*** AVAILABLE DATA ***

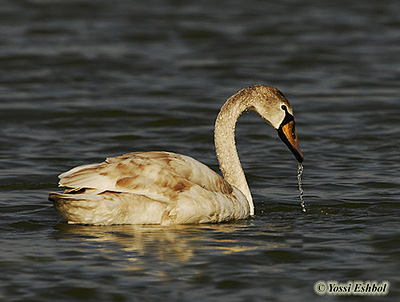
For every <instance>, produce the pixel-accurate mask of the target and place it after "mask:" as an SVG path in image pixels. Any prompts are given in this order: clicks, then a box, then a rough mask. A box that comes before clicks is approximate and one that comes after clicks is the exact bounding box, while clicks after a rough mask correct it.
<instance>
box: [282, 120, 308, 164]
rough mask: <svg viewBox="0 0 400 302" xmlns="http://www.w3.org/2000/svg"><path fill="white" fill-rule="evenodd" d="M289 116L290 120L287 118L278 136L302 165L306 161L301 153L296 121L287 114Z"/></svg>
mask: <svg viewBox="0 0 400 302" xmlns="http://www.w3.org/2000/svg"><path fill="white" fill-rule="evenodd" d="M287 115H289V118H287V119H286V118H285V121H284V122H283V123H282V125H281V126H280V127H279V129H278V134H279V137H280V138H281V140H282V141H283V142H284V143H285V144H286V146H288V148H289V149H290V151H292V153H293V154H294V156H295V157H296V159H297V161H298V162H299V163H301V162H303V160H304V156H303V153H301V151H300V147H299V143H298V142H297V134H296V130H295V123H294V119H293V117H292V116H291V115H290V114H289V113H287Z"/></svg>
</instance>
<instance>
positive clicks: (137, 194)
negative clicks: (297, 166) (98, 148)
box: [49, 85, 303, 225]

***

**EXERCISE BRIEF**.
Starting at the line that contains "box: [282, 120, 308, 164]", retype every line through the end of the records exactly, and nothing else.

**SOLUTION TO THE EXERCISE**.
box: [282, 120, 308, 164]
rough mask: <svg viewBox="0 0 400 302" xmlns="http://www.w3.org/2000/svg"><path fill="white" fill-rule="evenodd" d="M289 116L290 120L287 118L278 136L302 165L306 161L301 153L296 121L287 114Z"/></svg>
mask: <svg viewBox="0 0 400 302" xmlns="http://www.w3.org/2000/svg"><path fill="white" fill-rule="evenodd" d="M287 115H289V118H287V119H286V118H285V121H284V122H283V123H282V125H281V126H280V127H279V129H278V134H279V137H280V138H281V140H282V141H283V142H284V143H285V144H286V146H288V148H289V149H290V151H292V153H293V154H294V156H295V157H296V159H297V161H298V162H299V163H301V162H303V160H304V156H303V153H301V151H300V147H299V143H298V142H297V134H296V130H295V123H294V119H293V117H292V116H291V115H290V114H289V113H287Z"/></svg>
</instance>
<instance>
positive clicks: (137, 194)
negative clicks: (297, 166) (98, 148)
box: [49, 85, 303, 225]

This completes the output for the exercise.